Mais do que um espaço de lazer, utilizado diariamente pela comunidade que vive nas redondezas, a praça é também a vitrine pública de uma gestão. A reforma, a reconstrução e o trabalho que ali foi feito alavancam um nome e constrói uma figura pública que é beneficiada por isso. As reflexões de Floch (2001, 2014) e os exemplos que serão apresentados neste texto conduzem essa perspectiva de compreender a praça como um fenômeno discursivo.

Essa configuração de troca evidencia a presença do discurso político na praça, reforçada por um cartaz feito por representantes da comunidade em agradecimento à reforma, parabenizando o atual prefeito pela conquista. A permanência da mensagem na praça após a inauguração reforça seu caráter simbólico, funcionando como um enunciado que legitima a ação da gestão municipal e insere a praça no jogo discursivo da política local. Mesmo após ser realocada para o muro de uma casa ao lado, a mensagem continua a operar como uma marca dessa relação entre urbano, reconhecimento público e estratégias de visibilidade política.

Figura 6: Cartaz na praça

Fonte: Registro fotográfico do autor.

 Lipovestky e Serroy (2015) debatem sobre o caráter comercial de determinados espaços públicos, o que os transforma em vitrines de propaganda política. No contexto da praça, essa característica publicitária cria um ambiente de fusão entre vivência e vitrine, demonstrada no dia da reinauguração da Praça Antônio da Graça Machado, visto que, enquanto tratores se dispersavam do local e a estrutura era montada para a realização do evento, crianças brincavam no parque e fortaleciam as possibilidades de vivência e lazer.

Figura 7 – Crianças brincando na praça no dia da inauguração

Fonte: Registro fotográfico do autor.
********************
No trecho sobre a praça, para onde a mensagem do cartaz foi realocada? Os dados não têm relação com o trecho sobre a praça.

MATERIAL DE ORIGEM:
********************
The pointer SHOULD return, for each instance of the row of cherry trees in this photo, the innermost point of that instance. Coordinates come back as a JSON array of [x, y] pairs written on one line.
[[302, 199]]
********************
RESULTADO DO EXERCÍCIO: Para o muro de uma casa ao lado.